### BRANO ESTRATTO
------------------------------------
A regime riduzione dell’orario per legge – Dopo la sperimentazione triennale e sulla base delle analisi di un nuovo osservatorio ad hoc, l’orario di lavoro dovrebbe poi essere – via decreto del presidente del Consiglio – “rideterminato in riduzione”, di norma in misura “non inferiore al 10%”. Dalle 40 ore “normali” previste dal decreto legislativo 66 del 2003, che in molti casi finiscono per essere gonfiate dagli straordinari, si scenderebbe quindi a non oltre 36 ore.

Le ragioni dietro la proposta – L’introduzione della proposta di legge ripercorre la storia delle mobilitazioni dei lavoratori per ottenere giornate lavorative di 8 ore e miglioramenti salariali. Un trend che si interrompe negli anni Novanta, quando “i turni si diversificano e si estendono, si diffondono il lavoro festivo e notturno e le imprese cominciano a gestire unilateralmente l’orario di lavoro individuale”. Oggi in Italia le ore lavorate sono in media superiori alla media Ocse ma il mercato è molto frammentato: i lavoratori full time finiscono spesso per lavorare ben più di 40 ore, complici gli sgravi sugli straordinari, mentre milioni di impiegati a tempo parziale sognano il tempo pieno perché guadagnano troppo poco. In questo quadro la produttività del lavoro ristagna a causa dei bassi investimenti, che si traducono in dotazioni tecnologiche e procedure meno efficienti rispetto a quelle dei concorrenti stranieri.
------------------------------------
### MATERIALE FORNITO
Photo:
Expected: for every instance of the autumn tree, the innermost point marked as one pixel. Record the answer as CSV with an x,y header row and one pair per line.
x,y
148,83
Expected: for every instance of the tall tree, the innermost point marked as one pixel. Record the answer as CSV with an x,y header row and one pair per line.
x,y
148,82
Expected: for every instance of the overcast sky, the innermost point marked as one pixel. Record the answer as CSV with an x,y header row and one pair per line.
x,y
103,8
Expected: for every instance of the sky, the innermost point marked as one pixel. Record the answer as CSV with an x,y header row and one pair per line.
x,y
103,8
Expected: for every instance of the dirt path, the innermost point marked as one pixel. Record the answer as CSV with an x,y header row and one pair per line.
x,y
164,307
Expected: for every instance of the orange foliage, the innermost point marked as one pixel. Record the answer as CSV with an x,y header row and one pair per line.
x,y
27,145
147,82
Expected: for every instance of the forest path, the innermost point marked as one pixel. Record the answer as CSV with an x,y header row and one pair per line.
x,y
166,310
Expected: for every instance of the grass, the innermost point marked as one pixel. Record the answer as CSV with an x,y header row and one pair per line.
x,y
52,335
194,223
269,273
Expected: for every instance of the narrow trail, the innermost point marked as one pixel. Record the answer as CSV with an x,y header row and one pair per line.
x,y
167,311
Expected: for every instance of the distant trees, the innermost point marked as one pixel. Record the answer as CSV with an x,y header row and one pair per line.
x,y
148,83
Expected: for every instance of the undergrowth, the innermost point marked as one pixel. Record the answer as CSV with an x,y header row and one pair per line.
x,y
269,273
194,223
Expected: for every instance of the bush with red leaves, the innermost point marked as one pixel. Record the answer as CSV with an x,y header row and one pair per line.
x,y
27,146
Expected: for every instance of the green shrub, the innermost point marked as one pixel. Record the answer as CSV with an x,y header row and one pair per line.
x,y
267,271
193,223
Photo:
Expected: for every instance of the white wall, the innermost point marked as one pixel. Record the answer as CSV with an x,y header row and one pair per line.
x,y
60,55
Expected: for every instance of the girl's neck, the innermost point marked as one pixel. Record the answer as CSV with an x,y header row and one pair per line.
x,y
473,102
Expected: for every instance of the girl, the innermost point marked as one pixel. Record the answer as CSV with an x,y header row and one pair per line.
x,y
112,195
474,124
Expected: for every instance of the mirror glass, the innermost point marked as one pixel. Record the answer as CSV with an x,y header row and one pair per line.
------------------------------------
### CONSEGNA ESERCIZIO
Prosegui il brano sulla proposta di ridurre l'orario di lavoro, riprendendo subito dopo la sua ultima frase. I record non hanno alcun legame con il brano.

### SPAZIO RISPOSTA
Il risultato, nella diagnosi delle attuali opposizioni, è che “il contenimento del costo del lavoro non ha generato alcun beneficio sulla competitività delle imprese, in assenza di politiche della domanda che favorissero la crescita dei consumi e degli investimenti. Invece ha permesso alle imprese italiane di essere quelle con la quota di salari più bassa e la quota di profitti più alta in Europa. La conseguenza è stata quella di impedire la ripresa dell’economia nazionale, attraverso una riduzione degli investimenti e un sempre maggiore ricorso al lavoro precario e sotto-qualificato”. La settimana lavorativa corta sarebbe parte della soluzione. Ovviamente garantire lo stesso salario nonostante un calo delle ore aumenta il costo del lavoro, ma secondo i firmatari questo “sarebbe compensato e superato da un aumento della sua produttività, oltre che da una riduzione del turnover e dei costi correlati”.

Cosa si muove nella pa – Intanto sul fronte del lavoro pubblico la sperimentazione della settimana corta è già realtà: a prevederla è il nuovo contratto delle Funzioni centrali (ministeri, agenzie fiscali ed enti pubblici non economici) firmato la settimana scorsa dalla Cisl, con l’opposizione di Cgil, Uil e Usb. Ogni amministrazione potrà “articolare l’orario ordinario di lavoro di 36 ore settimanali”, che resta dunque invariato, “su quattro giorni”. L’adesione del lavoratore sarà volontaria: chi sceglie l’opzione si vedrà ridurre di conseguenza le giornata di ferie e i permessi, salvo quello per matrimonio.